## Extract to read

┄┄┄┄┄┄┄┄┄┄┄┄┄┄┄┄┄┄┄┄

Conjugation of 3’amine modified DNA strand with PPa-NHS ester (design DII*)
Design DII* was made using, the automated oligonucleotide synthesizer. The product was obtained as a black solid (12 nmol, 52 %, 239.6 μM). ε=287300 for the DNA strand (found on ) MALDI-TOF linear possitive mode (appendix): m/z calcd. for 5’- GGATGCTTCACCTAGAATGTCGGTCGATCG-3-Amino Mod C7-C33H33N4O2 [M+H]+: 9967.47 found 9962.36.
Cell experiments with DII*
In the experiments with DII, it was not possible to localize DII on the cells. To further test, if it is the cholesterol part of the construct that is inserted into the cell membrane, HELA cells were exposed to only PPa-DNA. This was done to verify, that the photosensitizer itself was note able to attach itself to the membrane, thereby indirectly establishing the role of the cholesterols in the attachment. The cells were incubated with a 1µM PPa-DNA for 30 min.

┄┄┄┄┄┄┄┄┄┄┄┄┄┄┄┄┄┄┄┄

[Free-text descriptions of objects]
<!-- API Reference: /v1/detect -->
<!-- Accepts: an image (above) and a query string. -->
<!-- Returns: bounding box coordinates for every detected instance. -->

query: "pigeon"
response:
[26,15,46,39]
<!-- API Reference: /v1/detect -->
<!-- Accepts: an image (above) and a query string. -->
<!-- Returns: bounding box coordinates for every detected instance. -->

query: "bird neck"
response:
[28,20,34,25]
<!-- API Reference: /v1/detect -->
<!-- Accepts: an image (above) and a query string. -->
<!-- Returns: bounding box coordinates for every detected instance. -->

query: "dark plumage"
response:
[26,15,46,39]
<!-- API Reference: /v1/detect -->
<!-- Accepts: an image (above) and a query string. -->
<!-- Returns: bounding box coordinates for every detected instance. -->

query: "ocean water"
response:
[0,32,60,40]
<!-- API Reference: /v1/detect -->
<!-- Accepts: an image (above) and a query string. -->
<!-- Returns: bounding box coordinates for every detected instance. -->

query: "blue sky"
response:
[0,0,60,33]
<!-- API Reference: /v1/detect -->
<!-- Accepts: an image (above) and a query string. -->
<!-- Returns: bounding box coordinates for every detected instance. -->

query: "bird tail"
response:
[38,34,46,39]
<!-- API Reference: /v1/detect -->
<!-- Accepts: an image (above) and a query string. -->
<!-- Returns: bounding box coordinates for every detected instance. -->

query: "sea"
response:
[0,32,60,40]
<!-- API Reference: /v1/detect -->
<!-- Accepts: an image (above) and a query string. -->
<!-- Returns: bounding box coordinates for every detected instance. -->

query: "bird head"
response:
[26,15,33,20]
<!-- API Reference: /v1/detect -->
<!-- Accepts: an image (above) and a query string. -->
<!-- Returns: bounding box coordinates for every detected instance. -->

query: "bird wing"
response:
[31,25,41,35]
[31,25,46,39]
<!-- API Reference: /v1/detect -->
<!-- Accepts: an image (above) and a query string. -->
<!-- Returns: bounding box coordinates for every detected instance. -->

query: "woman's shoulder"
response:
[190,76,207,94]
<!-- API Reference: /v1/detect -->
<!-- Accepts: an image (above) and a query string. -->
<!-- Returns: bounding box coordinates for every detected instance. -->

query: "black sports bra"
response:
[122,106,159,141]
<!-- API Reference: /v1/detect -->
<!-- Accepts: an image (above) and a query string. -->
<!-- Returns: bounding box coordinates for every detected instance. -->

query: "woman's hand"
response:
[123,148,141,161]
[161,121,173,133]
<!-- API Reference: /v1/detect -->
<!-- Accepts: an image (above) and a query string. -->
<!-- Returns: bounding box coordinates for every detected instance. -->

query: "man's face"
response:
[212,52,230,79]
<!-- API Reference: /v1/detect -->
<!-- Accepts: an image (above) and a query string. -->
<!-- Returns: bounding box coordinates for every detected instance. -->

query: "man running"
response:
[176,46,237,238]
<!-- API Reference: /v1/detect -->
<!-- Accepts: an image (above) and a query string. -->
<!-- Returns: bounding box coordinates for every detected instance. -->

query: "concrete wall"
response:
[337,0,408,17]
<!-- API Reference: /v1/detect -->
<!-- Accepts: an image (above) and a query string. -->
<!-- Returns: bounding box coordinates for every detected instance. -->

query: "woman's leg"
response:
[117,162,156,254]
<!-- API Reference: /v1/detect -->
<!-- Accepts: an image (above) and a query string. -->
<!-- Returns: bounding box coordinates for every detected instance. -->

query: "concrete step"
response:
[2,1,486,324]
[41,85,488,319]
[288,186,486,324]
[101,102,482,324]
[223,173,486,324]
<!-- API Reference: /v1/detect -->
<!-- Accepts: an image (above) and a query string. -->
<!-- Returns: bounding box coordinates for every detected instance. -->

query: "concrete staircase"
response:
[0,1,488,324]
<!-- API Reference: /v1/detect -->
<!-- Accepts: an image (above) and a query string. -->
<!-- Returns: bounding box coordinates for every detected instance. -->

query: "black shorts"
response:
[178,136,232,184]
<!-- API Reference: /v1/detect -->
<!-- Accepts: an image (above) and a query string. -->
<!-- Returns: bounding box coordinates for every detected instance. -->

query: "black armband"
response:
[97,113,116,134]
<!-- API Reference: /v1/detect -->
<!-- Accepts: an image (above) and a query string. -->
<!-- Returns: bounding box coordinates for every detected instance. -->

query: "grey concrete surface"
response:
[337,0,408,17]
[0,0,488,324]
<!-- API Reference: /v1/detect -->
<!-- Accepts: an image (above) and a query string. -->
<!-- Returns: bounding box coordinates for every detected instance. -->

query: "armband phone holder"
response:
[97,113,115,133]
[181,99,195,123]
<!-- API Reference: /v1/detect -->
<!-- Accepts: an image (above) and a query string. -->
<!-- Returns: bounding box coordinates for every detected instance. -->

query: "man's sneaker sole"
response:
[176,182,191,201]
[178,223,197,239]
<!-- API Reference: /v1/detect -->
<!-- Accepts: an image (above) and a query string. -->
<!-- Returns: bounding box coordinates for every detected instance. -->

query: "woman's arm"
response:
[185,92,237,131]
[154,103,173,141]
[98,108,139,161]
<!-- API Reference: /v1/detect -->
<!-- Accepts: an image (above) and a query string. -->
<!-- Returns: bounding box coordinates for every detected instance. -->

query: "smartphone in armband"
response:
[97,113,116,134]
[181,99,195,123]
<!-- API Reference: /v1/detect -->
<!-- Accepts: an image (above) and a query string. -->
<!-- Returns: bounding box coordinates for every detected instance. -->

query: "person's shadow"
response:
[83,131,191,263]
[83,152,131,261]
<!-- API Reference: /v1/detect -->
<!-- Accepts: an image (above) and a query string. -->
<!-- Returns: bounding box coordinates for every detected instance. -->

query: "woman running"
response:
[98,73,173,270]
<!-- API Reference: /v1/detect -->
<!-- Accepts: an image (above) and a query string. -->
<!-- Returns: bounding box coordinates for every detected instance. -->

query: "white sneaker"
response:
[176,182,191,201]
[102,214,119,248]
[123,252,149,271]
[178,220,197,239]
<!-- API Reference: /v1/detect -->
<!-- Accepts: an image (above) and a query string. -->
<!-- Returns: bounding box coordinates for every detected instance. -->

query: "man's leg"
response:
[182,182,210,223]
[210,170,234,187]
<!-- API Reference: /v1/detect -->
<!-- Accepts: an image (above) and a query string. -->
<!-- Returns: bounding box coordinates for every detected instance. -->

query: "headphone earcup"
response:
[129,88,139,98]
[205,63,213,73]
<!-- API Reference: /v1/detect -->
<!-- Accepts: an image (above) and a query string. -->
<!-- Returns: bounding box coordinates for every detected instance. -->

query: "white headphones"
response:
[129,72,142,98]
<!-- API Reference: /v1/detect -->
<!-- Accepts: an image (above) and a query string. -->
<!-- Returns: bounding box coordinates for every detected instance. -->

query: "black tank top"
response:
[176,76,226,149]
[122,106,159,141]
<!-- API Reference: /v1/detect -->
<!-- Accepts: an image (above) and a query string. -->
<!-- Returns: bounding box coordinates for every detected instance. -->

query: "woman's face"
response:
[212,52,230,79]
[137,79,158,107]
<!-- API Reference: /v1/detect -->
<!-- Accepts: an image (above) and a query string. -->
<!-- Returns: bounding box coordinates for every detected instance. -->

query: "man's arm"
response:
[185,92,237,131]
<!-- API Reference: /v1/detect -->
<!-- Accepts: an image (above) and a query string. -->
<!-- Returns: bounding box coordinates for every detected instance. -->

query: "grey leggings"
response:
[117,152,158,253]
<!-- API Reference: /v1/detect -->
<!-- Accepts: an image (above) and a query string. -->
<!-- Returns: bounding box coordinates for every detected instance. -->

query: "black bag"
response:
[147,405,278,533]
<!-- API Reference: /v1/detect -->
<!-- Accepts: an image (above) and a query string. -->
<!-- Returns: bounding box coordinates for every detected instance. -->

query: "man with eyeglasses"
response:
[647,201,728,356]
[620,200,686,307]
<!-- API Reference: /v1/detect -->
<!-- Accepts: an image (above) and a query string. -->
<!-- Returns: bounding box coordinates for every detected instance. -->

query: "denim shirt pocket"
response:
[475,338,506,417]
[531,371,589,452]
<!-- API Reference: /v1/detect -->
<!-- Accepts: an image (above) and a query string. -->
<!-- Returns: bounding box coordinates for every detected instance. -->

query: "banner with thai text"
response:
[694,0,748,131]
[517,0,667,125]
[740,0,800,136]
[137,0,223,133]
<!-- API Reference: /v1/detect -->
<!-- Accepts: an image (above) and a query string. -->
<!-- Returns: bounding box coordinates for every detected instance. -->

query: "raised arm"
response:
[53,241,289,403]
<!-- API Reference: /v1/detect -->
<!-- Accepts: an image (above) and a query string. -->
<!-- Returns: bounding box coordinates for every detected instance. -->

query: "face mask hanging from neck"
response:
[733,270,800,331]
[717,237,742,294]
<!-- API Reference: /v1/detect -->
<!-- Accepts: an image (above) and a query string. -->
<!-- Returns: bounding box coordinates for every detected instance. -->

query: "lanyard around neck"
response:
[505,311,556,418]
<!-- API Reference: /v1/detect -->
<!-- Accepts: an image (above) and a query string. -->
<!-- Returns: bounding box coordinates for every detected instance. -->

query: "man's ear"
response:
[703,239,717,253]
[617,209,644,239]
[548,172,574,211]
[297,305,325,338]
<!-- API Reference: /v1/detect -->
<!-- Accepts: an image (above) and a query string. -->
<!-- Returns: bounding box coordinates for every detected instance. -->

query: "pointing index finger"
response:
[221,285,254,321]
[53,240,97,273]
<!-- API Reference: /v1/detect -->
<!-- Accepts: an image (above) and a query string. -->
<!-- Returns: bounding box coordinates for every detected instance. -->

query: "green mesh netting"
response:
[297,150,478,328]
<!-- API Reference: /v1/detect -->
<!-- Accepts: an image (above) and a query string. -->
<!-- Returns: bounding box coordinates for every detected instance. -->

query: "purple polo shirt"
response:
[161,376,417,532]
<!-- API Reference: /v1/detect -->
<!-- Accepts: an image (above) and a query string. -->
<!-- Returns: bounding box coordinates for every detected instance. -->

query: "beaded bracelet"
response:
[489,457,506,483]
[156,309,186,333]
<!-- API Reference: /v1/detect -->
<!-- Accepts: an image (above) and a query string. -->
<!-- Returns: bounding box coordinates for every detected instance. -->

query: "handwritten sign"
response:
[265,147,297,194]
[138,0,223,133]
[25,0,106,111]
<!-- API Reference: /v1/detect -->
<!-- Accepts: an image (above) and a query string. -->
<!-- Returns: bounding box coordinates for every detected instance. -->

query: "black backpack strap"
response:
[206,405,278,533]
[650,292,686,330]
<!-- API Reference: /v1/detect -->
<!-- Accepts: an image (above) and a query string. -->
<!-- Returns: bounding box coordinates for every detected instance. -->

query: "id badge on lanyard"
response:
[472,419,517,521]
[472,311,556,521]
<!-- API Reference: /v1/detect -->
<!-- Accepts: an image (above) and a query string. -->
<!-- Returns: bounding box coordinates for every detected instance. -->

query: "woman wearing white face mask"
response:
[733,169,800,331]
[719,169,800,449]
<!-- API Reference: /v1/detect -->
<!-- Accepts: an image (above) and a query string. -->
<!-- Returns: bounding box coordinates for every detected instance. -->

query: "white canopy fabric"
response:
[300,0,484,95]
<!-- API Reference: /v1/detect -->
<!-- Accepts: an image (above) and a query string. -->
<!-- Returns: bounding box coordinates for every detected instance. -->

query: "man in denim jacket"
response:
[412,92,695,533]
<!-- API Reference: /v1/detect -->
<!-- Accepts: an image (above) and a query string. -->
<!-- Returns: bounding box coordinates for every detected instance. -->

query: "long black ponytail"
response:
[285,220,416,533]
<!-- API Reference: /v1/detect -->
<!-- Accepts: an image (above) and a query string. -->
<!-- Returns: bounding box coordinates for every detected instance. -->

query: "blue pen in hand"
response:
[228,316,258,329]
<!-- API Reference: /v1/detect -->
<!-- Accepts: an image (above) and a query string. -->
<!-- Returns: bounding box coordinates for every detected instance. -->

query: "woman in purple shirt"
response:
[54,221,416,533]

┄┄┄┄┄┄┄┄┄┄┄┄┄┄┄┄┄┄┄┄

## Prompt
Can you reproduce the passage on the DII* design word for word, starting at "Conjugation of 3’amine" and ending at "9967.47 found 9962.36."?

## Solution to this problem
Conjugation of 3’amine modified DNA strand with PPa-NHS ester (design DII*)
Design DII* was made using, the automated oligonucleotide synthesizer. The product was obtained as a black solid (12 nmol, 52 %, 239.6 μM). ε=287300 for the DNA strand (found on ) MALDI-TOF linear possitive mode (appendix): m/z calcd. for 5’- GGATGCTTCACCTAGAATGTCGGTCGATCG-3-Amino Mod C7-C33H33N4O2 [M+H]+: 9967.47 found 9962.36.